## [Given passage]

Go to the above link and think over the all the results and come back and write about what interesting statistics you learned or surprised you about what folks in America think is morally acceptable and what is not. ..Maurice.



Wednesday, May 18, 2011

No Right to Say "NO"as a Patient Research Subject?

Autonomy is an ethical principle applied to patients to the effect that the patient can make their own medical decisions of the options available with regard to their medical care and management. The patient has an autonomous right to say "No!".This principle has been followed both by ethical consensus and law for many years in how patients should be and are treated in the healthcare system.

The April 2011 issue of American Journal of Bioethics has an article by Sarah J.L. Edwards (page 3) provides a complexity to the application of that autonomy in the case where a patient volunteers to become a research subject in a medical investigation. The suggestion is that medical research subjects should be denied full autonomy during participation particularly in removing themselves prematurely from further participation in the study or reject or fail to follow instructions about the protocol, fail taking the study drugs or failing to permit some non-invasive or harmless procedures. The argument presented is that this behavior may harm the study, “harm science” and potentially harm future patients. The idea is to have the study participants sign a contract which they must follow or otherwise be subjected to penalties. What this means is that the subjects who are patients have just lost part of their autonomy at the outset to prevent “harm”. Yet as volunteers for research a reasonable assumption to make is that the nature of the studies usually provide no practical self-benefit (including monetary) to the patient except for the subject being and feeling altruistic. The reason for the true absence of benefit is that good studies are usually performed in a blind and randomized way so that no subject knows what treatment they are receiving. Also, the study is devised because science has not yet established whether one treatment is more effective than the other. One could argue that participation in the study makes the individual no longer a patient but simply an experimental subject and no longer fully autonomous.

## [Directions]
[A] Answer these questions about the post on patient autonomy in research:
(i) Which ethical principle lets patients make their own decisions about their medical care?
(ii) Which journal issue carries the article by Sarah J.L. Edwards?
(iii) What would study participants sign under the proposal, and what happens if they do not follow it?
[B] In the post on patient autonomy in research, write out the stretch from "No Right to" through "the healthcare system." again, replacing "healthcare system" with "medical system".
[C] Carry on the post on patient autonomy in research from the point where it stops.

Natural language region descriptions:
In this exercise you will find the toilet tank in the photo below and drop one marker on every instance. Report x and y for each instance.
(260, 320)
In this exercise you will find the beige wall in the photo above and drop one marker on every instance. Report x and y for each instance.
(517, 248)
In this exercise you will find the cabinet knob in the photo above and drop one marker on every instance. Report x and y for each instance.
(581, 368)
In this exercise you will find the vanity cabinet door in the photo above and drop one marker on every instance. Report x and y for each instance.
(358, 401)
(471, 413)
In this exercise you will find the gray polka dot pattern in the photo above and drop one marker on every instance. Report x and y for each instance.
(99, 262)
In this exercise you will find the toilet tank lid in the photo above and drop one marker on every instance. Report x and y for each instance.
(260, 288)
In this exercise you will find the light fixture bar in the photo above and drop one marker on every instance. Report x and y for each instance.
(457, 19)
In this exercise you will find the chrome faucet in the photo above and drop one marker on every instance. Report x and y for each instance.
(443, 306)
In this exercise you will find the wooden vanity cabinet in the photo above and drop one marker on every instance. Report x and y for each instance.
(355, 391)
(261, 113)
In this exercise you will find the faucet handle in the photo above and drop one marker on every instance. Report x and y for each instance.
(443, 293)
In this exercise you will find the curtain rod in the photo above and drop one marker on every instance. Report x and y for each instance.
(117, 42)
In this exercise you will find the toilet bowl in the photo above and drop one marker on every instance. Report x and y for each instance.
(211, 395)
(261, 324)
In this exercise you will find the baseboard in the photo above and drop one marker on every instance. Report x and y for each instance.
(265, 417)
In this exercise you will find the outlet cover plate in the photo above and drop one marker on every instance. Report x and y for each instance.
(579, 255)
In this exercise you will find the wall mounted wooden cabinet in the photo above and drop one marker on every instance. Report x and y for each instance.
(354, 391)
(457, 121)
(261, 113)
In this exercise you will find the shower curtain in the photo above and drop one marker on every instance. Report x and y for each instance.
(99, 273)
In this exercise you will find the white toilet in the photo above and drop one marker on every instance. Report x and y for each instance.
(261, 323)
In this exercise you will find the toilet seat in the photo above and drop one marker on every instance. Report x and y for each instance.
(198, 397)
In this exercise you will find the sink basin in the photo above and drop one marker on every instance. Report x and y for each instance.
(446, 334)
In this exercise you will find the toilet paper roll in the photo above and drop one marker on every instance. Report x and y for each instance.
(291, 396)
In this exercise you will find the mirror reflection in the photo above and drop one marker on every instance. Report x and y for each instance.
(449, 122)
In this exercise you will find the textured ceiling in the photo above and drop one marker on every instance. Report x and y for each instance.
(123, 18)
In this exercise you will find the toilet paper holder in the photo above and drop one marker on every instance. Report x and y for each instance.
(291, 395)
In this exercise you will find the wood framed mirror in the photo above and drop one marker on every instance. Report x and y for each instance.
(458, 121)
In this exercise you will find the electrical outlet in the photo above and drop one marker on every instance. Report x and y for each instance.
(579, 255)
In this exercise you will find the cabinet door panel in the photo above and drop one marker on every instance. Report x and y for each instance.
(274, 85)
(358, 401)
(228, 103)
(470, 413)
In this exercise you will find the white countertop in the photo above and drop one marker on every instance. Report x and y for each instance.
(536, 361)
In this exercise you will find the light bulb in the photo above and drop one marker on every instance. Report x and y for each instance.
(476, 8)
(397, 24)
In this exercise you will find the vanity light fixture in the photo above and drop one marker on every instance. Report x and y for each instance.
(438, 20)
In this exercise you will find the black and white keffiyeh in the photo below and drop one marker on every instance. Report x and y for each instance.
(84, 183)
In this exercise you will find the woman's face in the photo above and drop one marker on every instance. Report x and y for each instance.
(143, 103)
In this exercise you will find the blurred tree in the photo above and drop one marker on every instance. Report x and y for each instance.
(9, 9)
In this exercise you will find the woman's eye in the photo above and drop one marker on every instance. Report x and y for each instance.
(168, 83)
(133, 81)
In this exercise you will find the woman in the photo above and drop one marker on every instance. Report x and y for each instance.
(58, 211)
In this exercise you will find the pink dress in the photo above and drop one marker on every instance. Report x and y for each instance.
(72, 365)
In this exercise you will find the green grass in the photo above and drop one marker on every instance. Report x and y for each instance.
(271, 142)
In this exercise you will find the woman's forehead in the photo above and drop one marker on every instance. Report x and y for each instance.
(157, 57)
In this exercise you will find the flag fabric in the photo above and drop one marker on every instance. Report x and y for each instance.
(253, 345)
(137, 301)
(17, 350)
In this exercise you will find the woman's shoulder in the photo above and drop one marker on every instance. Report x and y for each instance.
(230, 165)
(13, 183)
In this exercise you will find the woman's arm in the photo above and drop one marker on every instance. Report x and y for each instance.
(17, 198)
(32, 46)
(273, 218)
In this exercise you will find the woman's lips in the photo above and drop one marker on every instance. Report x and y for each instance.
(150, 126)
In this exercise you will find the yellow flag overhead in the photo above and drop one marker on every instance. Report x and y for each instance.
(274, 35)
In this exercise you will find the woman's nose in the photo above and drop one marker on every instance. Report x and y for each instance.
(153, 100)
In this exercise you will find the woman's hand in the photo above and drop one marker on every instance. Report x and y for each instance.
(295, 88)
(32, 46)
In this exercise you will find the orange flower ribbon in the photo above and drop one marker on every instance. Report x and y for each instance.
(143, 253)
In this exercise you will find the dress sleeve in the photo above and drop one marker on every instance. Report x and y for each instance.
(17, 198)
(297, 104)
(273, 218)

## [Answers]
[A]
(i) Autonomy.
(ii) The April 2011 issue of American Journal of Bioethics.
(iii) They would sign a contract, and if they do not follow it, they would be subjected to penalties.

[B]
No Right to Say "NO"as a Patient Research Subject?

Autonomy is an ethical principle applied to patients to the effect that the patient can make their own medical decisions of the options available with regard to their medical care and management. The patient has an autonomous right to say "No!".This principle has been followed both by ethical consensus and law for many years in how patients should be and are treated in the medical system.

[C]
So, my question here is: do you think there is "harm" and should all subjects sign away their full autonomy as a patient with a contract not to leave the experiment and to follow fully its details otherwise subject to penalty of one sort or another? ..Maurice.

Tuesday, May 03, 2011

One Man’s Art is Another Man’s Graffiti: What is Ethical vs What is Immoral?


Unfortunately, what is deemed ethical or not ethical is something like what is considered art or simply graffiti. It all depends. It all depends from which perspective you are looking at the issue. It all depends on how you define or characterize the elements of art or the ethical issue that you are considering. It all depends on the nuances that can be introduced into the decision and which may be important in the final decision. It all depends on whether you are looking at the paint through the eyes of an art aficionado or looking at the ethical question through the eyes of a religious follower. Graffiti can be defended as “street art” and what appears as immoral or unethical can be defended as “controversially ethical”.

For those of us who would like to obtain a simple answer to what is art or what is ethical, well.. we can’t. Since, in the final analysis.. “it all depends…”

Or.. are there some of my visitors who find my conclusion an unnecessary misrepresentation and find that both art and ethics have clear guidelines with regard to establishing their presence and worth? If so, tell me about your ideas. ..Maurice.

Graphic: Recent photographs, I took, of a sequence of paintings on a local flood control channel wall, 2011.